→ Task brief: Render every line of the data below as a JSON list of strings, one string per line, skipping blank lines. Leave the pictures out of the list.

→ Records for the task:
/---
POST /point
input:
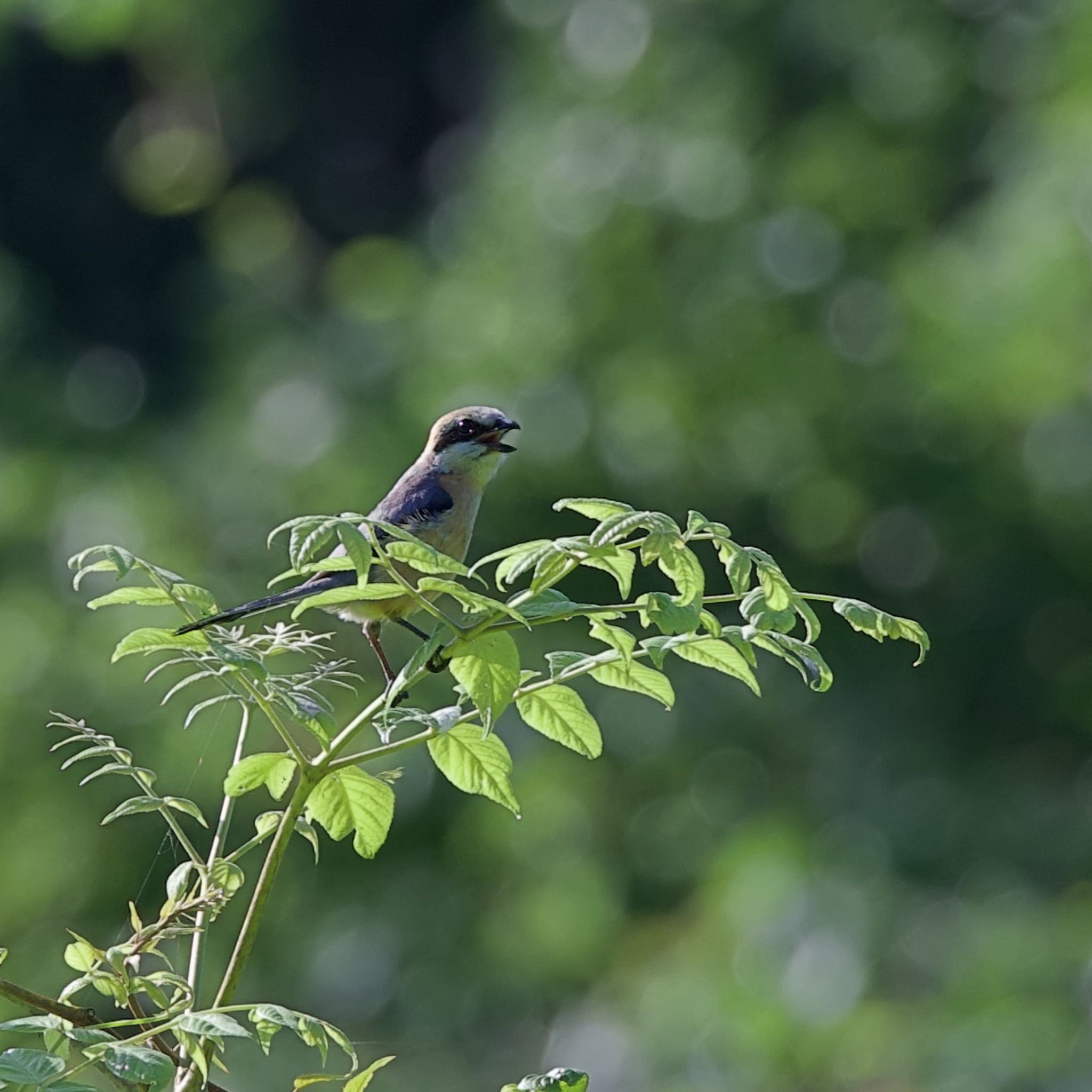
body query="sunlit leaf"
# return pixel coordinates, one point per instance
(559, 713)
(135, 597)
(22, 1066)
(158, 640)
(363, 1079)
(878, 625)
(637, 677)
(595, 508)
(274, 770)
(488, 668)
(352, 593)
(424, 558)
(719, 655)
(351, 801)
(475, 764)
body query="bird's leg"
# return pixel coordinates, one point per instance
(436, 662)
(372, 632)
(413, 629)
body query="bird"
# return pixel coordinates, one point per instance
\---
→ Solution below:
[
  "POST /point",
  "input:",
  "body query=\"sunlit leaf\"",
  "# return pixel coordinates, one point per instance",
  "(559, 713)",
  "(135, 597)",
  "(22, 1066)",
  "(158, 640)",
  "(363, 1079)",
  "(878, 625)",
  "(637, 677)",
  "(595, 508)",
  "(274, 770)",
  "(488, 668)",
  "(352, 593)",
  "(424, 558)",
  "(719, 655)",
  "(351, 801)",
  "(475, 764)",
  "body query=\"bird's leg\"",
  "# return pixel coordinates, one point per instance",
  "(436, 662)",
  "(372, 632)",
  "(413, 629)",
  "body query=\"bird\"",
  "# return pixel coordinates, one point per instance"
]